━━━ Listed entries ━━━
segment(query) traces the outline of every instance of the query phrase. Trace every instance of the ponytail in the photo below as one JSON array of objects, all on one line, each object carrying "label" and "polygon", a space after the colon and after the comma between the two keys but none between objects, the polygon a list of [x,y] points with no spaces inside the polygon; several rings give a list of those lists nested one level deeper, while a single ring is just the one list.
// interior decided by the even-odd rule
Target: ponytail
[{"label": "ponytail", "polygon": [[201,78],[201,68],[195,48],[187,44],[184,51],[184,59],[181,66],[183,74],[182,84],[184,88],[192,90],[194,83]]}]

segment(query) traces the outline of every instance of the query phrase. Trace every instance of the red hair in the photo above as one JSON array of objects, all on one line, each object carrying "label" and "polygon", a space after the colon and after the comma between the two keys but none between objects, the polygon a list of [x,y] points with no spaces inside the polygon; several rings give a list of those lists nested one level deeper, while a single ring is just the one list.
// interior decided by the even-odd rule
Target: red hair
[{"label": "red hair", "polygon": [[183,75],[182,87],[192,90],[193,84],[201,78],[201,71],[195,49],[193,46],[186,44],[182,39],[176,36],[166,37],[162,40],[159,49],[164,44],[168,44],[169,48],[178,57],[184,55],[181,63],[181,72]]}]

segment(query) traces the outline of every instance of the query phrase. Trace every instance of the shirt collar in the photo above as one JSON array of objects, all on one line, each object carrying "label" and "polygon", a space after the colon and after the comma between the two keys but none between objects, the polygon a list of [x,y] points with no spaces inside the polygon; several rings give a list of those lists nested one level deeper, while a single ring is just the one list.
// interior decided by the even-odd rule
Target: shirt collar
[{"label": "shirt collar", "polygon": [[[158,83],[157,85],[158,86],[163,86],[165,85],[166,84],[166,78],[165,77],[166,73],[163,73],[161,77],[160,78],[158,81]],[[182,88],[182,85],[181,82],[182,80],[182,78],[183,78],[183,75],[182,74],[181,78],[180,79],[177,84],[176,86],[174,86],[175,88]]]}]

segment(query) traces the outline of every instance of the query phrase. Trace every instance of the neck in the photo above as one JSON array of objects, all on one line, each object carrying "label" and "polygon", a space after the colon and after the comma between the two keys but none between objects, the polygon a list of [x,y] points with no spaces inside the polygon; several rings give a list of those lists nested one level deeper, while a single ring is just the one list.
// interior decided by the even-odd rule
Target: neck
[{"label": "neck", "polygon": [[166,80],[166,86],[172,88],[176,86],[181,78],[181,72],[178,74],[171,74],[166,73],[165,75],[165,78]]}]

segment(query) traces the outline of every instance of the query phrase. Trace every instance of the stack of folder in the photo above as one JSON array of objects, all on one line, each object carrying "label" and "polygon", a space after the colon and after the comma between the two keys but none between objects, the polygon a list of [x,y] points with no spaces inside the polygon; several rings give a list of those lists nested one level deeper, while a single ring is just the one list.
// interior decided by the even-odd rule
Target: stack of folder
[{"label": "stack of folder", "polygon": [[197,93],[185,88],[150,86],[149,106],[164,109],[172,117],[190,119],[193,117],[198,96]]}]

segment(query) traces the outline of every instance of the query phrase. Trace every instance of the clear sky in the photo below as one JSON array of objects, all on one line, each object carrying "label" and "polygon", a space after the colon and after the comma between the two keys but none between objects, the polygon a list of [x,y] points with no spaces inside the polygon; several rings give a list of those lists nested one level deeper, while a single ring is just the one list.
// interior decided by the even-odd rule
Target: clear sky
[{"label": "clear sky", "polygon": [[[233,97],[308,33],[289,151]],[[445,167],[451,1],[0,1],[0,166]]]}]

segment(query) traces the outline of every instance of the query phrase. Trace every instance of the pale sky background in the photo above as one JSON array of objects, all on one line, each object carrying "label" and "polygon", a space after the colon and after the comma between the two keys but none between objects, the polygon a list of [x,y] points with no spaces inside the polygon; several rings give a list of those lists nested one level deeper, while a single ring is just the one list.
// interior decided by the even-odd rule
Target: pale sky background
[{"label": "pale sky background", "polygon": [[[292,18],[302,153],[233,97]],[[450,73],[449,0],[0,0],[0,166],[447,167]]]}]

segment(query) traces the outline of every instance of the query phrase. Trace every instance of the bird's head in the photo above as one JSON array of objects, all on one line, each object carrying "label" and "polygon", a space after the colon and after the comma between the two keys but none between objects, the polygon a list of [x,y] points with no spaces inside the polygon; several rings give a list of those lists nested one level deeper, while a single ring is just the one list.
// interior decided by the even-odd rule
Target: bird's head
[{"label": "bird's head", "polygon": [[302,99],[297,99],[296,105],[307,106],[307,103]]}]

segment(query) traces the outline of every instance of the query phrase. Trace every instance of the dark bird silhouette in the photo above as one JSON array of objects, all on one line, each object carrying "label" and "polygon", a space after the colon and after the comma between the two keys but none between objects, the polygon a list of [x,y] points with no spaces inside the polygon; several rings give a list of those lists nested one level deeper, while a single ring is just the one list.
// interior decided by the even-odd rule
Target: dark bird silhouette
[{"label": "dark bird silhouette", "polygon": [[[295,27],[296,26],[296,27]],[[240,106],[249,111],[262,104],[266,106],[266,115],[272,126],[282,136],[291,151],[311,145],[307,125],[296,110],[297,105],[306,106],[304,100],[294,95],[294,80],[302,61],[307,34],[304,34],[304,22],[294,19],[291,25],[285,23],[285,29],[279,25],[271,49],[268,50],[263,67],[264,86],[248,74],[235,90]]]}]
━━━
What is required: Retype all of the lines above without any changes.

Response to the task:
segment(query) traces the outline of every instance of the query phrase. Trace every instance of the ponytail in the photo below as one JSON array of objects, all on one line, each object carrying "label" and "polygon", a space after the colon and after the comma between the two keys but none between objects, the polygon a list of [x,y] points with no spaces inside the polygon; several rings give a list of those lists nested one level deeper, while a single ring is just the one list.
// interior decided by the even-odd rule
Target: ponytail
[{"label": "ponytail", "polygon": [[201,78],[201,68],[195,48],[187,44],[184,51],[184,59],[181,66],[183,74],[182,84],[184,88],[192,90],[194,83]]}]

segment(query) traces the outline of every instance of the query phrase. Trace every instance of the red hair in the photo above as one JSON array of objects, all on one line, each object carrying "label" and "polygon", a space after the colon and after the comma between the two keys but none between objects, the polygon a list of [x,y] points with no spaces inside the polygon; several rings give a list of those lists nested one level deeper, while a single ring is just the one list.
// interior decided by the even-odd rule
Target: red hair
[{"label": "red hair", "polygon": [[183,75],[182,87],[192,90],[193,84],[201,78],[201,71],[195,49],[193,46],[186,44],[182,39],[176,36],[166,37],[162,40],[159,49],[164,44],[168,44],[169,48],[178,57],[184,55],[181,63],[181,72]]}]

segment(query) traces the outline of every instance of the query phrase. Trace every instance of the shirt collar in the photo above as one JSON array of objects, all on one line, each object carrying "label" and "polygon", a space after the colon and after the comma between the two keys but none between objects, the polygon a list of [x,y] points with no spaces inside the polygon; several rings give a list of those lists nested one level deeper, while a single ring is just the one list.
// interior decided by the even-odd rule
Target: shirt collar
[{"label": "shirt collar", "polygon": [[[158,83],[157,85],[158,86],[163,86],[165,85],[166,84],[166,78],[165,77],[166,73],[163,73],[161,77],[160,78],[158,81]],[[182,88],[182,85],[181,82],[182,80],[182,78],[183,78],[183,75],[182,74],[181,78],[180,79],[177,84],[176,86],[174,86],[175,88]]]}]

segment(query) traces the outline of every instance of the query phrase. Trace every instance of the neck in the photo above as one JSON array of objects, all on one line, each object carrying "label" and "polygon", a space after the colon and after the comma between the two keys but none between objects, the polygon a list of [x,y] points with no spaces inside the polygon; several rings give a list of those lists nested one level deeper, while a single ring is just the one list.
// interior decided by the even-odd rule
Target: neck
[{"label": "neck", "polygon": [[166,80],[166,86],[172,88],[176,86],[181,78],[181,72],[178,74],[171,74],[166,73],[165,75],[165,78]]}]

segment(query) traces the outline of every instance of the query phrase. Trace every instance of the stack of folder in the photo above as one JSON array of objects, all on one line, each object carrying "label" and "polygon", a space after the colon and after the comma between the two keys but none between objects, the polygon a list of [x,y] points with no spaces inside the polygon; several rings give a list of those lists nested one level deeper, while a single ring is just the one list.
// interior decided by the even-odd rule
Target: stack of folder
[{"label": "stack of folder", "polygon": [[197,93],[185,88],[150,86],[149,106],[164,109],[172,117],[190,119],[193,117],[198,96]]}]

segment(query) traces the outline of every instance of the query phrase. Trace every instance of the clear sky in the photo below as one JSON array of objects, all on one line, each object carrying "label" and "polygon", a space after the colon and after the comma between the two keys but none between objects, the polygon a list of [x,y] points with no spaces inside the polygon; several rings give a list of those lists nested one level deeper, while a single ring is just the one list.
// interior decided by the even-odd rule
Target: clear sky
[{"label": "clear sky", "polygon": [[[233,97],[308,33],[289,151]],[[445,167],[451,1],[0,1],[0,166]]]}]

segment(query) traces the outline of every instance of the query phrase. Trace every instance of the pale sky background in the photo above as one JSON array of objects, all on one line, each object carrying "label" and "polygon", a space after the colon and after the comma between the two keys but none between objects, the polygon a list of [x,y] points with no spaces inside the polygon; several rings give a list of those lists nested one level deeper, while a single ring is just the one list.
// interior decided by the even-odd rule
Target: pale sky background
[{"label": "pale sky background", "polygon": [[[292,18],[302,153],[233,97]],[[450,73],[449,0],[0,0],[0,166],[447,167]]]}]

segment(query) traces the outline of every instance of the query phrase. Trace every instance of the bird's head in the photo above as one JSON array of objects, all on one line, each object carrying "label" and "polygon", a space after the colon and after the comma between the two keys but none between objects, the polygon a list of [x,y] points with no spaces inside the polygon; several rings give a list of those lists nested one level deeper, while a single ring is just the one list.
// interior decided by the even-odd rule
Target: bird's head
[{"label": "bird's head", "polygon": [[302,99],[297,99],[296,105],[307,106],[307,103]]}]

segment(query) traces the outline of every instance of the query phrase. Trace every instance of the dark bird silhouette in the photo above as one JSON array of objects, all on one line, each object carrying "label" and "polygon", a space after the colon and after the comma between the two keys but none between objects, the polygon a list of [x,y] points with no spaces inside the polygon; several rings give a list of those lists nested one level deeper, while a single ring is just the one list.
// interior decided by the even-odd rule
Target: dark bird silhouette
[{"label": "dark bird silhouette", "polygon": [[[295,27],[296,26],[296,27]],[[240,106],[249,111],[262,104],[266,106],[266,115],[272,126],[282,136],[291,151],[311,145],[307,125],[296,110],[297,105],[306,106],[304,100],[294,95],[294,80],[302,61],[307,34],[304,34],[304,22],[294,19],[291,25],[285,23],[285,29],[279,25],[271,49],[268,50],[263,67],[264,86],[248,74],[235,90]]]}]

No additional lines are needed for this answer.